§ **REQUIRED WORK**
Update the rows from the line with "Each instance of the **green" to the line with "MULTIPOLYGON (((142 157, 142" by replacing "green lawn" with "grass area" and leaving everything else unchanged. Return only those rows.

§ **DATASET RECORDS**
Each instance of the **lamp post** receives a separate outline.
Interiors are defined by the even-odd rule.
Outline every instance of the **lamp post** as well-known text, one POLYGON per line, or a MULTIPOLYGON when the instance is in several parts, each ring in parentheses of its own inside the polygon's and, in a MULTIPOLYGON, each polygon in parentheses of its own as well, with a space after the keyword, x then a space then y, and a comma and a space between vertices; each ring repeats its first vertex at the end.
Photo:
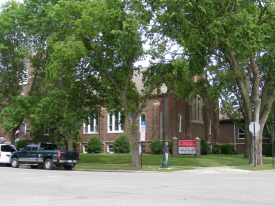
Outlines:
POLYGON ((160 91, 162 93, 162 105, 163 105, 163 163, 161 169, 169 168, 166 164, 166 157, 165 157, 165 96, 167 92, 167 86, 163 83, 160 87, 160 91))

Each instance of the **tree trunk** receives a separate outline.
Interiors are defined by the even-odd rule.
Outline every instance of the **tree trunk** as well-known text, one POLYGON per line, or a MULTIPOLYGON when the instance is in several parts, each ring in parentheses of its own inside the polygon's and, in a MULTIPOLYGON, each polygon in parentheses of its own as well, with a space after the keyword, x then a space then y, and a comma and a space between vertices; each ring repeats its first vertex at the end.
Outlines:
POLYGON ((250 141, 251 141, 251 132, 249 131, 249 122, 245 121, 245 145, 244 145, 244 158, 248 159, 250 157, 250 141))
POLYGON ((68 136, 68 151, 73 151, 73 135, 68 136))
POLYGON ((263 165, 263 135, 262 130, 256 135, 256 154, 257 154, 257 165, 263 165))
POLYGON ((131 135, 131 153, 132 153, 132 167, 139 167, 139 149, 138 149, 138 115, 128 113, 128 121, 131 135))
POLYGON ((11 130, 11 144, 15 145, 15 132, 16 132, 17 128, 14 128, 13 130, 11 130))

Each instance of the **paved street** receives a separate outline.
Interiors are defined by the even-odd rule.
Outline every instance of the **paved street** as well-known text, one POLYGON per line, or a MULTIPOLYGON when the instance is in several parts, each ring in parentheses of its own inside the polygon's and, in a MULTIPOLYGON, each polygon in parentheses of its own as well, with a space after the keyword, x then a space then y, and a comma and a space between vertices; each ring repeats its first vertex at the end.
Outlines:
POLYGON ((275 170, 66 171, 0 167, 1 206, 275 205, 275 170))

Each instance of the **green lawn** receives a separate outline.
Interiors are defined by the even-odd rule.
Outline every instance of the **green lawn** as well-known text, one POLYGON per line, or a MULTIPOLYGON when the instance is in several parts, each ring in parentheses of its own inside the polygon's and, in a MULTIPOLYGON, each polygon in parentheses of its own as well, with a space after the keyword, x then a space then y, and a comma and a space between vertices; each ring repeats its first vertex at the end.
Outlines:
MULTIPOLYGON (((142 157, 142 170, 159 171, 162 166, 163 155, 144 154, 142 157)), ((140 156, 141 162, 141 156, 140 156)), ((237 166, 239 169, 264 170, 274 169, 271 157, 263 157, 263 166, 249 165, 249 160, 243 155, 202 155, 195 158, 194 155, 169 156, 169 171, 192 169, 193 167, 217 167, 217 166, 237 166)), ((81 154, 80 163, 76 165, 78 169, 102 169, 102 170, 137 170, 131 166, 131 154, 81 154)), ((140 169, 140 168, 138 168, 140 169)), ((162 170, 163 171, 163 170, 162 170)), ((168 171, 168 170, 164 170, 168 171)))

* * *

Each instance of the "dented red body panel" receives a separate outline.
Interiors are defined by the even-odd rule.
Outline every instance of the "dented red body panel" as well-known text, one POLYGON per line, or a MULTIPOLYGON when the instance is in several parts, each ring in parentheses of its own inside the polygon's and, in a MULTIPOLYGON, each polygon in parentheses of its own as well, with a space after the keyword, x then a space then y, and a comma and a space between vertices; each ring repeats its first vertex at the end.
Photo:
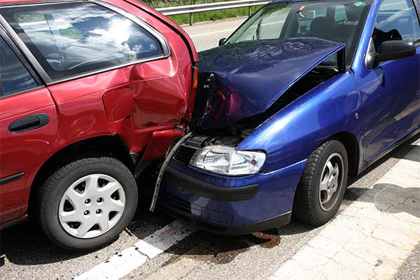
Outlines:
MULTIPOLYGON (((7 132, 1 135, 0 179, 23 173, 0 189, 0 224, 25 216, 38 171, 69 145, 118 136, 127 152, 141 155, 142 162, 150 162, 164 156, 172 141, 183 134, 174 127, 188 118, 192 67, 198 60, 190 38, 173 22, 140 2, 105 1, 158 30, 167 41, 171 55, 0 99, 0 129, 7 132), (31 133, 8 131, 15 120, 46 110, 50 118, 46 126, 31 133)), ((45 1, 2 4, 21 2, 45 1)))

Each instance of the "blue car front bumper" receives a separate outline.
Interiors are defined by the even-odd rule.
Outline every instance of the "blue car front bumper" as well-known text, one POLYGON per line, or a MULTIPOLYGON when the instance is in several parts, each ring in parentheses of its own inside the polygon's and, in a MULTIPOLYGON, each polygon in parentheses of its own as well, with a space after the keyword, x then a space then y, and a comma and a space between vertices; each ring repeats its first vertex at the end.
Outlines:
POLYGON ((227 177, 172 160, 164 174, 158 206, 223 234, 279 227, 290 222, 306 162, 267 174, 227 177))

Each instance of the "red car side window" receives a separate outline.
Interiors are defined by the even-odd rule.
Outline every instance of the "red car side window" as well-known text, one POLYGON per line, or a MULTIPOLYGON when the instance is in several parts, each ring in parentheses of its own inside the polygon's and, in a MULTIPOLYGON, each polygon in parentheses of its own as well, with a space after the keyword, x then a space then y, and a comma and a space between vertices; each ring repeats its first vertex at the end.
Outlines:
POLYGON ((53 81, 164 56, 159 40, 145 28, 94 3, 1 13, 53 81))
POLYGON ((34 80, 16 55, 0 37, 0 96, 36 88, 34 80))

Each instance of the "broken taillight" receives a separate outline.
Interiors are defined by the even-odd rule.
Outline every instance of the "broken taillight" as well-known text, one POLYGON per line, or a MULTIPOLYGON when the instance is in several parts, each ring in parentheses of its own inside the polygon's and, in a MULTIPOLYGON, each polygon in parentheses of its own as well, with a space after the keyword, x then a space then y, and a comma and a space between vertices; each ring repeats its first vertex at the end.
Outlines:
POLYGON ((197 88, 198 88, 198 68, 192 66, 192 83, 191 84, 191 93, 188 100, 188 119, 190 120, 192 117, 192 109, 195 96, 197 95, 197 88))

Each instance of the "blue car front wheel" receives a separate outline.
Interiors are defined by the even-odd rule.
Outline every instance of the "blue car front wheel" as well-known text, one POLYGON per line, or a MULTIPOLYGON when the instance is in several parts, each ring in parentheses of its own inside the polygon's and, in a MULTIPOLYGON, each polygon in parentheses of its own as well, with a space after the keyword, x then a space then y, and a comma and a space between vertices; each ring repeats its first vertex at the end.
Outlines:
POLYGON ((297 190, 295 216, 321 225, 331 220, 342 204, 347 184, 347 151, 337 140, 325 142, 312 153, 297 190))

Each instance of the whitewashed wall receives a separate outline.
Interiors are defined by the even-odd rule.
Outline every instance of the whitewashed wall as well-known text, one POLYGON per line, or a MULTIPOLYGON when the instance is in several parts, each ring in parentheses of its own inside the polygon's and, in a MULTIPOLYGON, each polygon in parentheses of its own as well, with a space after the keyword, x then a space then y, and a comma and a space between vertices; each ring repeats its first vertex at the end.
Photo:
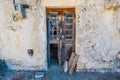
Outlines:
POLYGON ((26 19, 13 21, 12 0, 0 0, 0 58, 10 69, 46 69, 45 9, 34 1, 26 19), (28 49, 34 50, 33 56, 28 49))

§ **FULL ANSWER**
Each instance of the **grass area** receives a separate outline.
Interiors are defined by the even-odd rule.
Outline every instance of the **grass area** as well-known text, one POLYGON per line, or a MULTIPOLYGON when the instance is in several parts, each ring in parentheses of its own inside the polygon's and, in a MULTIPOLYGON, each polygon in parentheses of its own as well, with a space after the keyword, x then a space then y, and a comma and a space between vertices; each ring repeats its first vertex at the end.
Outlines:
MULTIPOLYGON (((142 157, 142 170, 159 171, 162 166, 163 155, 144 154, 142 157)), ((140 156, 141 162, 141 156, 140 156)), ((237 166, 239 169, 264 170, 274 169, 271 157, 263 157, 263 166, 249 165, 249 160, 243 155, 202 155, 195 158, 194 155, 169 156, 169 171, 192 169, 193 167, 217 167, 217 166, 237 166)), ((81 154, 80 163, 76 165, 78 169, 102 169, 102 170, 137 170, 131 166, 131 154, 81 154)), ((140 169, 140 168, 138 168, 140 169)), ((162 170, 163 171, 163 170, 162 170)), ((168 171, 168 170, 164 170, 168 171)))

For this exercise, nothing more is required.